● STATED TASK
Reproduce the data below with every occurrence of "Target" replaced by "Object", keeping everything else the same.

====== RECORD EXCERPTS

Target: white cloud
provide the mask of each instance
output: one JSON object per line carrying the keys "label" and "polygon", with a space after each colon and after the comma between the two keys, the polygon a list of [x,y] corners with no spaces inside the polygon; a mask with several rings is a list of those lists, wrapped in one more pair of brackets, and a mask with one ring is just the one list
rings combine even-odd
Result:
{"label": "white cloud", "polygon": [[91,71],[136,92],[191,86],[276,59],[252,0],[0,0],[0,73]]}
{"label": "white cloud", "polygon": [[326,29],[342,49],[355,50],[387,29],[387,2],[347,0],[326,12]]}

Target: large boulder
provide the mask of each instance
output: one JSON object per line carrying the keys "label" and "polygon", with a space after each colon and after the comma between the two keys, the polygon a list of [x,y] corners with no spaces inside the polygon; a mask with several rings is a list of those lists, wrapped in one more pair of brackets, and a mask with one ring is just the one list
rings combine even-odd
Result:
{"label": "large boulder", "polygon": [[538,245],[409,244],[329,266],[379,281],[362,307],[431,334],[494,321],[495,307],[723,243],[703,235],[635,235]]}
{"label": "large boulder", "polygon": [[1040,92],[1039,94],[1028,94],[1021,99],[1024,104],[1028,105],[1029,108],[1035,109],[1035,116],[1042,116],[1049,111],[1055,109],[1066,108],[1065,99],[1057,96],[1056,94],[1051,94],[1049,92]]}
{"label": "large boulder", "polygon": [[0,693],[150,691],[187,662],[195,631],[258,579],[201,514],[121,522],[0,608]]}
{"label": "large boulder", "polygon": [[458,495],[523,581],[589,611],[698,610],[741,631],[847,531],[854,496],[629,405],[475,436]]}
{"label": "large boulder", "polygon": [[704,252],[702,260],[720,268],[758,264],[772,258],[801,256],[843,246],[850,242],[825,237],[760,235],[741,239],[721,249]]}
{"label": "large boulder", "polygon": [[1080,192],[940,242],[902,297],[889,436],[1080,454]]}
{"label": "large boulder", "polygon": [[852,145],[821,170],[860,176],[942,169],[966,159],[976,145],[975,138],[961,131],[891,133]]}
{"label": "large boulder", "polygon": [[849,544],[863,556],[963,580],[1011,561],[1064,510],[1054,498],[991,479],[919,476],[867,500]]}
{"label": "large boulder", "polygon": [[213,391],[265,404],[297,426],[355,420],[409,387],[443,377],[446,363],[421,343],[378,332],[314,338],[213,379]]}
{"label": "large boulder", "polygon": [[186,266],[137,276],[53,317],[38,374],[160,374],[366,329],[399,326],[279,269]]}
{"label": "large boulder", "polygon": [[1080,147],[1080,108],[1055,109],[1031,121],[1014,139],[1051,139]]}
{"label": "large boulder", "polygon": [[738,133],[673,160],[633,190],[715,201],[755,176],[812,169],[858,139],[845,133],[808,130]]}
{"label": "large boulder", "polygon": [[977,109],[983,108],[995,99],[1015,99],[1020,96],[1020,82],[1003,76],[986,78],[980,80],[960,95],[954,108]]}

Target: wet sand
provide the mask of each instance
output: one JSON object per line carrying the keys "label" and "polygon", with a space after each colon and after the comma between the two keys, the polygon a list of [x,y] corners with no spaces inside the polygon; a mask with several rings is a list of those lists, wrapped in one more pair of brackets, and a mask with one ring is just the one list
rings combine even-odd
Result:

============

● RESULT OF THE TASK
Object: white cloud
provide the mask of each instance
output: one JSON object per line carrying the keys "label" and "polygon", with a space after each colon and after the comma between the two keys, the polygon a list of [x,y] corners with no spaces inside the polygon; a mask with several rings is a list of those lists, wrapped in one more pair of brackets, and a mask with one ring is just the one list
rings combine even-odd
Result:
{"label": "white cloud", "polygon": [[91,71],[136,92],[191,86],[276,59],[252,0],[0,0],[0,73]]}
{"label": "white cloud", "polygon": [[326,29],[342,49],[355,50],[387,29],[387,2],[347,0],[326,12]]}

Object: large boulder
provide the mask of each instance
output: one JSON object per line carrying the keys "label" and "polygon", with a space after each colon and after the comma between the two keys, the polygon a list of [x,y] corners with no spaces inside the polygon; a mask with several rings is a list of those lists, wrapped in one more pair of brackets, and a mask with one ring is just the one list
rings combine even-odd
Result:
{"label": "large boulder", "polygon": [[538,245],[409,244],[329,266],[379,281],[362,307],[431,334],[494,321],[495,307],[723,243],[703,235],[635,235]]}
{"label": "large boulder", "polygon": [[1040,92],[1039,94],[1028,94],[1021,99],[1024,104],[1028,105],[1029,108],[1035,109],[1035,116],[1042,116],[1049,111],[1055,109],[1066,108],[1065,99],[1057,96],[1056,94],[1051,94],[1049,92]]}
{"label": "large boulder", "polygon": [[0,693],[150,691],[187,662],[195,631],[258,579],[201,514],[121,522],[0,608]]}
{"label": "large boulder", "polygon": [[458,495],[523,581],[589,611],[698,610],[741,631],[847,531],[854,496],[629,405],[475,436]]}
{"label": "large boulder", "polygon": [[704,252],[702,260],[720,268],[758,264],[772,258],[801,256],[843,246],[850,242],[825,237],[760,235],[741,239],[721,249]]}
{"label": "large boulder", "polygon": [[1080,192],[940,242],[902,297],[889,436],[1080,454]]}
{"label": "large boulder", "polygon": [[852,145],[821,170],[860,176],[942,169],[966,159],[976,145],[975,138],[961,131],[891,133]]}
{"label": "large boulder", "polygon": [[849,544],[863,556],[963,580],[1011,561],[1064,510],[1054,498],[991,479],[919,476],[867,500]]}
{"label": "large boulder", "polygon": [[213,391],[265,404],[297,426],[355,420],[409,387],[443,377],[446,363],[421,343],[378,332],[314,338],[213,379]]}
{"label": "large boulder", "polygon": [[186,266],[137,276],[53,317],[38,374],[160,374],[366,329],[399,326],[279,269]]}
{"label": "large boulder", "polygon": [[1080,147],[1080,108],[1055,109],[1031,121],[1014,139],[1051,139]]}
{"label": "large boulder", "polygon": [[738,133],[673,160],[633,190],[715,201],[755,176],[812,169],[858,139],[845,133],[808,130]]}
{"label": "large boulder", "polygon": [[977,109],[983,108],[995,99],[1015,99],[1020,96],[1020,82],[1003,76],[986,78],[980,80],[960,95],[954,108]]}

Object: wet sand
provide the mask of each instance
output: one JSON object per line carrying the keys "label" and "polygon", with a space after each colon and after the comma between the two keys, the polygon a list of [x,y] corners with no spaces inside the polygon; a mask with several rings is a list of those lists, wrapped in one more pair of brackets, and a mask with one ring is just the one list
rings combine even-odd
Result:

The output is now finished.